> [GIVEN TASK]:
In the travel account about cycling to the Peruvian coast, which city were the riders leaving when they set off toward the sea?

> [DOCUMENT TEXT]:
>> BEGIN
We were excited when leaving Arequipa. We would be hitting the coast for the first time since Chile and thoughts of warm nights, sea breezes and fresh fish put a renewed vigour in our pedals.
It’s a wonderful feeling, freewheeling for hours at a time on a descent to sea level, and we finally felt we would be smashing the miles along somewhat flat coastal roads up to Lima and beyond to the Ecuador border.
The Pacific mist that barrelled inland at twilight on the day we reached shore did nothing to cloud our optimism. There would surely be bright sunshine come morning. And, being the Tropics, there must be lush tropical scenery: palm trees, exotic birds, bright plumes of foliage.
But as we clambered out the tent the next day, it became clear that the Peruvian coast at the tail end of the winter is as grey as it is monotonous. Hundreds of miles of featureless desert: monochrome brown rock slipping into green grey sea. The birds I was hoping for were somewhere else. Anywhere else. Not even a seagull on that easily forgotten stretch of land.
>> END
(Recorded data)
>> BEGIN
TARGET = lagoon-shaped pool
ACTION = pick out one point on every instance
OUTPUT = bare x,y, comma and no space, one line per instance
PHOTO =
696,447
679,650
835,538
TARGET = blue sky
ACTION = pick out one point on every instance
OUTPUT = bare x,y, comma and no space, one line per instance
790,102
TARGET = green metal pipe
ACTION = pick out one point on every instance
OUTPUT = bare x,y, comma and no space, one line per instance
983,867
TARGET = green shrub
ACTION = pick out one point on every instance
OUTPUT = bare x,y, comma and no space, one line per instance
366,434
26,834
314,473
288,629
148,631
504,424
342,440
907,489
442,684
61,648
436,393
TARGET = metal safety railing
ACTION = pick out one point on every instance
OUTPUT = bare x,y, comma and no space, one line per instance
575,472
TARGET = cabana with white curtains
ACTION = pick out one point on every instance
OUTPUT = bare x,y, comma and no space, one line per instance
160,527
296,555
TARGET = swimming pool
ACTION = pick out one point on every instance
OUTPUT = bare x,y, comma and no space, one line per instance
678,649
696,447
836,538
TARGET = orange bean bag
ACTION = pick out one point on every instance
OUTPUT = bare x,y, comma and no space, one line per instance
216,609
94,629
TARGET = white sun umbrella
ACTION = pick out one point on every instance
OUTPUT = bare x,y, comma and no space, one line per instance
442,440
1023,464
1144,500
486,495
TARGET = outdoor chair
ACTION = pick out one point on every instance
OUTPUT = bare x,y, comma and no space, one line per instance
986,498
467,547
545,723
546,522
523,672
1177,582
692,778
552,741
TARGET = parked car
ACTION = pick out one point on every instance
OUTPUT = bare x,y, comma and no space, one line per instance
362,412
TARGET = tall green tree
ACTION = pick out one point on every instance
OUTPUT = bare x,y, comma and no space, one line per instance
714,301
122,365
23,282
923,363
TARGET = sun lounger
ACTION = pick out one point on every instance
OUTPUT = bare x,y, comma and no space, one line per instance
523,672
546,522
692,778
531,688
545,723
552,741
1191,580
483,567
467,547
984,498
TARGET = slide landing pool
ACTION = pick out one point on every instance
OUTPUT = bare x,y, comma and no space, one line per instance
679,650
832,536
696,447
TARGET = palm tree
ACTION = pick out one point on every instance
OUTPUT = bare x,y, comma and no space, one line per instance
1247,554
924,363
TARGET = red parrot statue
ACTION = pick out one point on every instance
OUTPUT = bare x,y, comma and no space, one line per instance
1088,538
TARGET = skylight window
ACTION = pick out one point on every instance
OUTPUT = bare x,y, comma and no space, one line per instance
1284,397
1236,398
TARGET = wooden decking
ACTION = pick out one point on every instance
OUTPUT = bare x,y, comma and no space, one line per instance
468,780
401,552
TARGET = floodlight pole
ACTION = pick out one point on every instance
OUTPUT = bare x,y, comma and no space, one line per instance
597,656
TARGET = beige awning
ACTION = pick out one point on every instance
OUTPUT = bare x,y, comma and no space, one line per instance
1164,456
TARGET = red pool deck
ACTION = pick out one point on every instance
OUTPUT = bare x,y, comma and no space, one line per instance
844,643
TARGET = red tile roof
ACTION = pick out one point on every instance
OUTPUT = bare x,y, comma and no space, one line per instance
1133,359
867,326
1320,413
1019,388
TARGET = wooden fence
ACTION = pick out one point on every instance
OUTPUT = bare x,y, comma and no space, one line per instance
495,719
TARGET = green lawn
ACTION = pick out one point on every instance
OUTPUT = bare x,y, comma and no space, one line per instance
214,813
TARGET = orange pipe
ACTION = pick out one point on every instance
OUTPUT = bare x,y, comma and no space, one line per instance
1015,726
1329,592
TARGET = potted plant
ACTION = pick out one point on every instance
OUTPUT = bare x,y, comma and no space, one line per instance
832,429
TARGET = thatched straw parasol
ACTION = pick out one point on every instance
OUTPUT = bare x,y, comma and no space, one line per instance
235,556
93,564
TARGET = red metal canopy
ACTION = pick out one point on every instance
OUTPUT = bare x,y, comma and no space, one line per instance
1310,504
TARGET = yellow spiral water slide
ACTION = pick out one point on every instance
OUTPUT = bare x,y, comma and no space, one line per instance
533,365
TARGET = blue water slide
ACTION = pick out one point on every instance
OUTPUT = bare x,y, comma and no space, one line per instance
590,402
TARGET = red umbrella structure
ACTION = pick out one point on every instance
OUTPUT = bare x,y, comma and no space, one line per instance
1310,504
>> END
> [ANSWER]:
Arequipa